PROBLEM TO SOLVE: Begin at the line that has "the blue inflatable" and stop after the last line of the records, then write each of those lines out again, requests included. Multiply every point coordinate in the answers by 0.75, rounding to whole numbers with halves going up, and leave the numbers in the requests and their sample lines unchanged.

┌──

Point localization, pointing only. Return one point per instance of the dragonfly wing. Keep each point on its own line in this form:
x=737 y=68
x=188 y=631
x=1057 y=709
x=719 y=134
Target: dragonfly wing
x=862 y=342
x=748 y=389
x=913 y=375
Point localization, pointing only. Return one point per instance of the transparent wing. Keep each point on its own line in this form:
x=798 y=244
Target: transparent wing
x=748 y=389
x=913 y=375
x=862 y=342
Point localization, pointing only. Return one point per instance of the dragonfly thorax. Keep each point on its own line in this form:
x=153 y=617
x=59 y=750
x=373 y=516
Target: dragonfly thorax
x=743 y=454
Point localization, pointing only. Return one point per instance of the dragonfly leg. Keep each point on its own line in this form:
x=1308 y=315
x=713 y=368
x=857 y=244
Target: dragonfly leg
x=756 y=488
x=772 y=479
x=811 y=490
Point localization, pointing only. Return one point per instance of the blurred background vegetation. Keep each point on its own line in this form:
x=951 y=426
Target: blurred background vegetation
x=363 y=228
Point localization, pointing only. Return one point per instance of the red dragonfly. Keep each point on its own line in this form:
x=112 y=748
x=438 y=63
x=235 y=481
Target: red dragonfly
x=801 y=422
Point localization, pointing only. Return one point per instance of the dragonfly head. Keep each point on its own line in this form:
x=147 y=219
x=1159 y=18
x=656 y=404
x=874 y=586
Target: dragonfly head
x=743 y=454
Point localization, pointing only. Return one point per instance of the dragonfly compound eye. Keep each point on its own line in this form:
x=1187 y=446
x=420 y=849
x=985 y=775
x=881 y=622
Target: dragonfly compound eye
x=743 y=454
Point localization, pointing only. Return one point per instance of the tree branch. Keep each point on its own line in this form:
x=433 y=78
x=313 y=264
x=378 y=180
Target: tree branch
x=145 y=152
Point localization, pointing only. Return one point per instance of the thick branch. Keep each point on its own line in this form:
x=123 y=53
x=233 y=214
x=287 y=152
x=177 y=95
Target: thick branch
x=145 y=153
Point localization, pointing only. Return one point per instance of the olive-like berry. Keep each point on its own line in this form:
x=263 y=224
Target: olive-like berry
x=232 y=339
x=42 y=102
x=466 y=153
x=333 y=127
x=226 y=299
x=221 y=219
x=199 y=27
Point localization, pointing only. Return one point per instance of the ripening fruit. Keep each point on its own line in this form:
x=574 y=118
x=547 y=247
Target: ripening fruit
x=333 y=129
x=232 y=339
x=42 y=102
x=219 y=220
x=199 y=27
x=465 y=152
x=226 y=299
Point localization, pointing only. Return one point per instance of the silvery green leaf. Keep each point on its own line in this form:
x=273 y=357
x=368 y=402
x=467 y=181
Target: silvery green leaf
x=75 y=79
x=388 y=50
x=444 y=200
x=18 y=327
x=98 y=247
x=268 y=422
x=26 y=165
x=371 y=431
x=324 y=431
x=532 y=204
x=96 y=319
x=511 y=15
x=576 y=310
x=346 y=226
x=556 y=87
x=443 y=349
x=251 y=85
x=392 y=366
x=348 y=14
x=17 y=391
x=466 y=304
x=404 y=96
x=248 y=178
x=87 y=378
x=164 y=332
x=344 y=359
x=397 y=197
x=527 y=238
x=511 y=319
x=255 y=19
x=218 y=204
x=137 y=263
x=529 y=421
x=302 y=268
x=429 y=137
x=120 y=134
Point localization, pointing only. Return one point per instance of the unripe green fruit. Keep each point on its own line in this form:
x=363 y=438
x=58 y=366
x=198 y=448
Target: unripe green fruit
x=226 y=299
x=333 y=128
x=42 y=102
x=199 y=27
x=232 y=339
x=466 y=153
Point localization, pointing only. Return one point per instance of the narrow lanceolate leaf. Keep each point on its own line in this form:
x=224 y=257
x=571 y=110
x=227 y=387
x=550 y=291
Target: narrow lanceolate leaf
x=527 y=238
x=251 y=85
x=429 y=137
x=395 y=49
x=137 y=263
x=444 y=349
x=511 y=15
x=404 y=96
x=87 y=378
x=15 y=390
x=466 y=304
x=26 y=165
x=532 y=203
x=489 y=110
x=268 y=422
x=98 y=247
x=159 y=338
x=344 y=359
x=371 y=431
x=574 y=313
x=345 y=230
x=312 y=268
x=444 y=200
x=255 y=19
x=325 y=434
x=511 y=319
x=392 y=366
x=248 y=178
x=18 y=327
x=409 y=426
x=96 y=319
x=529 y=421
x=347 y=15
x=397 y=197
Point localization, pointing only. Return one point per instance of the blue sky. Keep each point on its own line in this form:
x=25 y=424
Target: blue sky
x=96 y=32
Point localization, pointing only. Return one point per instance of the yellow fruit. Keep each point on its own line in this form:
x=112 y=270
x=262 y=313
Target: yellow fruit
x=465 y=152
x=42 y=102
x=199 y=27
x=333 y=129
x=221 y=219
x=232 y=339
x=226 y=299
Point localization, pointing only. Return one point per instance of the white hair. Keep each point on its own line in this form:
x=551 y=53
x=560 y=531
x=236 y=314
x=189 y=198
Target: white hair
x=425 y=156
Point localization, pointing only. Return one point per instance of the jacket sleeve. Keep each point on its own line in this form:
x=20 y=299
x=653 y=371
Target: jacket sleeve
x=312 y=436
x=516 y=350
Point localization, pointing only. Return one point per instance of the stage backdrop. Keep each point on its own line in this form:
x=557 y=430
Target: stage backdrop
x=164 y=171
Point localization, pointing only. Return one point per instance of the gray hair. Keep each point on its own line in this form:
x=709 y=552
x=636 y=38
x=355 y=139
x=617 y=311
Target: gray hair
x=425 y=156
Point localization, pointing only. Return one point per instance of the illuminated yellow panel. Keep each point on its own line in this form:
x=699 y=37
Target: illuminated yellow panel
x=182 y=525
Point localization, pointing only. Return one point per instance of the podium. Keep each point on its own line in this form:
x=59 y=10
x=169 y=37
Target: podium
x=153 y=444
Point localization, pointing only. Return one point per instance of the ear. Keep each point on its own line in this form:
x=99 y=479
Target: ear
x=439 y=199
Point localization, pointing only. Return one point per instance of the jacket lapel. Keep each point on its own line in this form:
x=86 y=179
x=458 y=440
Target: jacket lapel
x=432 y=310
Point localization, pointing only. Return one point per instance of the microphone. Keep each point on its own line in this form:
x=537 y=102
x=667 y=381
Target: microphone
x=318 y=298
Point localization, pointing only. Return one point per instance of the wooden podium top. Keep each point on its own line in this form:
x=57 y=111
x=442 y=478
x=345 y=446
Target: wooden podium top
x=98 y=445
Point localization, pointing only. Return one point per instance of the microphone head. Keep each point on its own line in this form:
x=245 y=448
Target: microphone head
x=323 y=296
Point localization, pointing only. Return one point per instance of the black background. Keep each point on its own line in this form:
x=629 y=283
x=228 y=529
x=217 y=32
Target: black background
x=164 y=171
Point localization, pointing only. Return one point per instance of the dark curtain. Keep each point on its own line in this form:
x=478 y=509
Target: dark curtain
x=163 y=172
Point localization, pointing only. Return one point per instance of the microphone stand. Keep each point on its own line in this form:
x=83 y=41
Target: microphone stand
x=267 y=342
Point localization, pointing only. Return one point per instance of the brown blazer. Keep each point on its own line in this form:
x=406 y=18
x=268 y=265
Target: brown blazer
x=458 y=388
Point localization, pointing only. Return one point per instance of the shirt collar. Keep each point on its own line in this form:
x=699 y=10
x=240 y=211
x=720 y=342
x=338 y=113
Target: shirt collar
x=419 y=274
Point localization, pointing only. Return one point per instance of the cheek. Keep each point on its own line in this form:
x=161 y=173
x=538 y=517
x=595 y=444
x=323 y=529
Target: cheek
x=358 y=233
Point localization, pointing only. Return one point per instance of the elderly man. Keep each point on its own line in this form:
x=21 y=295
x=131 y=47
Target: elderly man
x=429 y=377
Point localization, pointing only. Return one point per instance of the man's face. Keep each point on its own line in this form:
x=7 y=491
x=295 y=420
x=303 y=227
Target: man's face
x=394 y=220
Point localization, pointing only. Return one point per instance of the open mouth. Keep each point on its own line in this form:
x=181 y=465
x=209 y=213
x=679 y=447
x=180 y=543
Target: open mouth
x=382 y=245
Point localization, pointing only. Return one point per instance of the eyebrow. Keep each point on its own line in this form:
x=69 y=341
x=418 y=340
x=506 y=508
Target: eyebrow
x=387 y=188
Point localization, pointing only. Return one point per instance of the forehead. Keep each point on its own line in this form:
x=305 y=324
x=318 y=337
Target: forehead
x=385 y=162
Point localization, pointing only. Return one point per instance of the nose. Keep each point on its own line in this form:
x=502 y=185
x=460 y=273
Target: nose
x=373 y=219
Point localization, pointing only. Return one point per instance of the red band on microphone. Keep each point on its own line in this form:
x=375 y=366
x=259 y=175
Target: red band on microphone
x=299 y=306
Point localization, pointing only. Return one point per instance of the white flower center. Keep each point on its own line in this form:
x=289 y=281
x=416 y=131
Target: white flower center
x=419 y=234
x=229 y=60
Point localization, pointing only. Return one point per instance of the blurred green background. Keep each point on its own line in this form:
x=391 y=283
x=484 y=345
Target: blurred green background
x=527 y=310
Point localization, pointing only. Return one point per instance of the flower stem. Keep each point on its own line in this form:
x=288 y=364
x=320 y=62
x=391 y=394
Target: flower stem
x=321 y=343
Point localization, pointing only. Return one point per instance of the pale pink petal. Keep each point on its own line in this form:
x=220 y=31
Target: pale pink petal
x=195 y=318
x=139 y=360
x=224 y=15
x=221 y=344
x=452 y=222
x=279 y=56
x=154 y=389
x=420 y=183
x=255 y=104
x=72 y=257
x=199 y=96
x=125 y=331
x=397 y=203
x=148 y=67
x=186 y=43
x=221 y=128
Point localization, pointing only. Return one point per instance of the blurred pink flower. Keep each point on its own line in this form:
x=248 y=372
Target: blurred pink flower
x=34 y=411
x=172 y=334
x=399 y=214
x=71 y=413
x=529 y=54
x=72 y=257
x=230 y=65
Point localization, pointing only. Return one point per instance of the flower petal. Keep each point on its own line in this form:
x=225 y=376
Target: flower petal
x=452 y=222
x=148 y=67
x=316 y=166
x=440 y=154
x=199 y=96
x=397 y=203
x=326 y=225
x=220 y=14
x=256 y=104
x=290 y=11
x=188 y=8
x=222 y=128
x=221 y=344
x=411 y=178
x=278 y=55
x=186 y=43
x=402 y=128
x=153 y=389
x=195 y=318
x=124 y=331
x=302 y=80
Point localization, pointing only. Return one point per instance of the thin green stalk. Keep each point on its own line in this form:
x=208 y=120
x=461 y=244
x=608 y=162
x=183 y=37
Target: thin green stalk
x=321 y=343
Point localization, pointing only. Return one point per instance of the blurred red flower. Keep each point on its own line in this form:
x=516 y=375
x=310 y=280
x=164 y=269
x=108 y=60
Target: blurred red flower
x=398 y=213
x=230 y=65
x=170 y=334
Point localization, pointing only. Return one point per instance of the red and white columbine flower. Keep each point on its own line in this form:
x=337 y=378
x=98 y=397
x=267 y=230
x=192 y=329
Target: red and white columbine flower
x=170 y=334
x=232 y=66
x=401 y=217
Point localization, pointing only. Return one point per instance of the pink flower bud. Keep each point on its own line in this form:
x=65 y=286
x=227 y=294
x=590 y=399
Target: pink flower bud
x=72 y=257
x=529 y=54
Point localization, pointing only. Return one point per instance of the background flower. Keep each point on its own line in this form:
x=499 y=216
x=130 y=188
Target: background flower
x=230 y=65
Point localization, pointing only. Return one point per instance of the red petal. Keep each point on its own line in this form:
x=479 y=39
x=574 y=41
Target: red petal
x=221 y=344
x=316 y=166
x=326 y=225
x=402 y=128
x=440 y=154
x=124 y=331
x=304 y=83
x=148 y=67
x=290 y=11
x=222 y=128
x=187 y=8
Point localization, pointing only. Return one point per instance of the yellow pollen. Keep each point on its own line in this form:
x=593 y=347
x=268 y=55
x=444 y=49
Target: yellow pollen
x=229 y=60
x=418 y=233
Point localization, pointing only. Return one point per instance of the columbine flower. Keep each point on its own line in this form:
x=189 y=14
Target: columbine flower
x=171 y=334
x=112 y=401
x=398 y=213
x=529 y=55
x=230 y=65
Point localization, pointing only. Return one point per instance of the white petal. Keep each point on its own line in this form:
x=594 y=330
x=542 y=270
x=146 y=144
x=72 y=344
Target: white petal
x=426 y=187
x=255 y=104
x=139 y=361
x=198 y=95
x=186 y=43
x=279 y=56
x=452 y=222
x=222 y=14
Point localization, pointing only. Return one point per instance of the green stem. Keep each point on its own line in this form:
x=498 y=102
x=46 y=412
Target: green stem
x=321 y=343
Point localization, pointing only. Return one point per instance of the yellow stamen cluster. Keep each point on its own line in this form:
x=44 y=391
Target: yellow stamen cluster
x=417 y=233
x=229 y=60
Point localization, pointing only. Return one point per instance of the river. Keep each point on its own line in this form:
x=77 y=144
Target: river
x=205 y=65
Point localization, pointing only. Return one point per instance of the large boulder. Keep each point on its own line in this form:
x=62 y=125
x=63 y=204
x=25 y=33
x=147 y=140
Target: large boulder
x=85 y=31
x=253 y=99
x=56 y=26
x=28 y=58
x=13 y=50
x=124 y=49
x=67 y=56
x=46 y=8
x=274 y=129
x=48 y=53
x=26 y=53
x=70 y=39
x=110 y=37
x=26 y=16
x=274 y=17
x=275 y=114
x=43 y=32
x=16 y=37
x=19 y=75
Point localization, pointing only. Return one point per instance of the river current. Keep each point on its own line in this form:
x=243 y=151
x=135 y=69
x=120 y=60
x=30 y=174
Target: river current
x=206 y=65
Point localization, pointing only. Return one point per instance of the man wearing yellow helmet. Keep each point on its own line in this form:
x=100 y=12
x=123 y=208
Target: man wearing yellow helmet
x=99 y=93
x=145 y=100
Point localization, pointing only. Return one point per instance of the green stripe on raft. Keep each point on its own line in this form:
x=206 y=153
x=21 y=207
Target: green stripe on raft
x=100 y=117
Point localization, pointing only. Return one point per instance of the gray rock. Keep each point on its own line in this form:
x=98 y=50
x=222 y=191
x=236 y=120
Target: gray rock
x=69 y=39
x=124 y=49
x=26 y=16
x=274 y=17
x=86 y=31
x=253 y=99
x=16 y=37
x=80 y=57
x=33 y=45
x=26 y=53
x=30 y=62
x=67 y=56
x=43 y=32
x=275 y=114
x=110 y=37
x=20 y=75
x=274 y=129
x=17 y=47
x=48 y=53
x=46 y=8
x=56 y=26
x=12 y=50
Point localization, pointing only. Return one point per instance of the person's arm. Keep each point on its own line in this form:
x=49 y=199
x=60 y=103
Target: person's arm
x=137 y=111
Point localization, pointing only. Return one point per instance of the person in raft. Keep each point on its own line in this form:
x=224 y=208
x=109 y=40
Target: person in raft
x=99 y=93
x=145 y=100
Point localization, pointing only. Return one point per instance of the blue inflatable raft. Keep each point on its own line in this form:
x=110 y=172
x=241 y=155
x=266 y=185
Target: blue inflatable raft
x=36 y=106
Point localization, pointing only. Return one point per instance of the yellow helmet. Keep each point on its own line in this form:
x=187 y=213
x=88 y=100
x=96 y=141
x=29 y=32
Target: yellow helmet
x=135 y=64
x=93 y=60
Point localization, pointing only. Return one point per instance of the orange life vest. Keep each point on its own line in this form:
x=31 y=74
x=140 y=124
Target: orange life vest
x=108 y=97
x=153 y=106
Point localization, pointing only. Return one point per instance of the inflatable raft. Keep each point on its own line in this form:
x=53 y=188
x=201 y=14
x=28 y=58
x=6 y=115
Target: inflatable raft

└──

EXPECTED ANSWER:
Point localization, pointing only. Return one point per instance of the blue inflatable raft. Keep each point on its own line in this form:
x=110 y=172
x=241 y=155
x=266 y=185
Target: blue inflatable raft
x=27 y=80
Point localization, pointing only. Return one point per instance of the yellow helmet. Keep each point on its own line in this form:
x=187 y=213
x=88 y=100
x=96 y=141
x=29 y=32
Target: yellow helmet
x=101 y=48
x=70 y=45
Point localization, pointing only. Return one point per instance of the orange life vest. Keep each point on its own line in this form:
x=31 y=74
x=140 y=124
Target: orange life vest
x=81 y=73
x=115 y=80
Point localization, pointing only. Return one point per instance of the inflatable raft. Keep each point on its own line in this form:
x=53 y=188
x=201 y=14
x=28 y=58
x=6 y=115
Target: inflatable raft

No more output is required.